[Box annotation data, in rows]
____________

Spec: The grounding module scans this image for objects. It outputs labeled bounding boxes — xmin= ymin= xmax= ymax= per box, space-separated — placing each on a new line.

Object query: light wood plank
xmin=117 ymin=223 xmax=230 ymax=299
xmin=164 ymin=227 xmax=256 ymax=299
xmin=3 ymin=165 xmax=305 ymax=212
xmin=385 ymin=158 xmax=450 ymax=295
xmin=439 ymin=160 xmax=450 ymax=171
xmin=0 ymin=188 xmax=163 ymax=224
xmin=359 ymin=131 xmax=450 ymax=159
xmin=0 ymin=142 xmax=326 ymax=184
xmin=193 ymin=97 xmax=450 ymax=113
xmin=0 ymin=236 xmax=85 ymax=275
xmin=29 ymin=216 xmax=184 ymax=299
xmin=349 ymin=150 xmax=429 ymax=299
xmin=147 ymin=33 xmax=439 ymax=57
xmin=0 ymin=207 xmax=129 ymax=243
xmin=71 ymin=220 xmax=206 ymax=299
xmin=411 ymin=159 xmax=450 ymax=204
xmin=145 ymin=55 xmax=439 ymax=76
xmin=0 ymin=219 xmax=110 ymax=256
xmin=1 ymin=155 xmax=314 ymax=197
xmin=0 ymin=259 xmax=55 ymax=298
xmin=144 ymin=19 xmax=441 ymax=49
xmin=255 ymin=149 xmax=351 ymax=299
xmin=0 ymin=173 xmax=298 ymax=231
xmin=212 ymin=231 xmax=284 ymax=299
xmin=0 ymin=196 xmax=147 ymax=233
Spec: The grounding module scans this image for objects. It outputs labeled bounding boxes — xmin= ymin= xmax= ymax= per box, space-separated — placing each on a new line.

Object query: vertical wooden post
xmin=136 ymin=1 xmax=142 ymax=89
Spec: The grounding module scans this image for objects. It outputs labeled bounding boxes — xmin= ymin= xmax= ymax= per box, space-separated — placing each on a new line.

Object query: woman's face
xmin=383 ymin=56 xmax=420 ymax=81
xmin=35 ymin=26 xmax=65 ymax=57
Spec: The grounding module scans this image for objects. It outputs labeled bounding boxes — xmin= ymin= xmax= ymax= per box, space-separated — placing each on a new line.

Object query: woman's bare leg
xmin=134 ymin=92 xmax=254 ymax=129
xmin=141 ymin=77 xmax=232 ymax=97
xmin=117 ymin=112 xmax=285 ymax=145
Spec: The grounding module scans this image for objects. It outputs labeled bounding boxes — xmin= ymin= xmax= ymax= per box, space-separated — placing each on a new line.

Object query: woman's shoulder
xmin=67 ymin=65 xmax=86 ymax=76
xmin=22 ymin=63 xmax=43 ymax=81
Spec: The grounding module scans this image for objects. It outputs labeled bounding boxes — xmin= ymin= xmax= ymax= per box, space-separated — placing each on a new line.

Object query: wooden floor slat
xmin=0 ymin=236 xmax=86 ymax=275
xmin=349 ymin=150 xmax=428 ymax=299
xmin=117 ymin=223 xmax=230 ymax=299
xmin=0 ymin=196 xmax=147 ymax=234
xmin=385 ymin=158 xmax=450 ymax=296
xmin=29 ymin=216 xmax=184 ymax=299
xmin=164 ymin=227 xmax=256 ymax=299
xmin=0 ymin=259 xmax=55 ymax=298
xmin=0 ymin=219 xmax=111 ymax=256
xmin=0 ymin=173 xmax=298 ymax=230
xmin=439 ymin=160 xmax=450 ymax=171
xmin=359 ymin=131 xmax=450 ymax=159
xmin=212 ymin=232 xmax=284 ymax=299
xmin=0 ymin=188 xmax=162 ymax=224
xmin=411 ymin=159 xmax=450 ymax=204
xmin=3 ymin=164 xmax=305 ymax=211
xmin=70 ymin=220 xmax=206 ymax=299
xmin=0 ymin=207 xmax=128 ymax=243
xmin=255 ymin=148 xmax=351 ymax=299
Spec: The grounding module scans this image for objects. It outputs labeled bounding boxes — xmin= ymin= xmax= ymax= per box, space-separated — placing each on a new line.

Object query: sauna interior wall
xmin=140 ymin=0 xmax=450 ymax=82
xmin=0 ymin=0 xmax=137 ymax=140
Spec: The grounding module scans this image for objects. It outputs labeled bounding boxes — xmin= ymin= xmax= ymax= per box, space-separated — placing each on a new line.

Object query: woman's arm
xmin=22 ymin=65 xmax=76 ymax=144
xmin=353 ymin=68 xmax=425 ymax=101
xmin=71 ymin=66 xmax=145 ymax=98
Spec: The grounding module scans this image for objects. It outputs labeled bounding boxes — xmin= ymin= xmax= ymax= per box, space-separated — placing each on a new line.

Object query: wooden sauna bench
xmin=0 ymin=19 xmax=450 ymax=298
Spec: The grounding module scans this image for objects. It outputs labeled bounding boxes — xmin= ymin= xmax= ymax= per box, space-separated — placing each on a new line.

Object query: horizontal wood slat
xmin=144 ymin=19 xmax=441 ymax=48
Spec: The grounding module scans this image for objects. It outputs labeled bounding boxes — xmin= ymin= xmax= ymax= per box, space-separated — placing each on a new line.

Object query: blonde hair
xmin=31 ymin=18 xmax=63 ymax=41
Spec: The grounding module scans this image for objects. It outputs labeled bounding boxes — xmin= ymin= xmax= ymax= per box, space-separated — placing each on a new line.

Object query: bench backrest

____________

# EXERCISE OBJECTIVE
Show every line above that contains the string "bench", matching its case exactly.

# THE RESPONSE
Object query: wooden sauna bench
Object query: bench backrest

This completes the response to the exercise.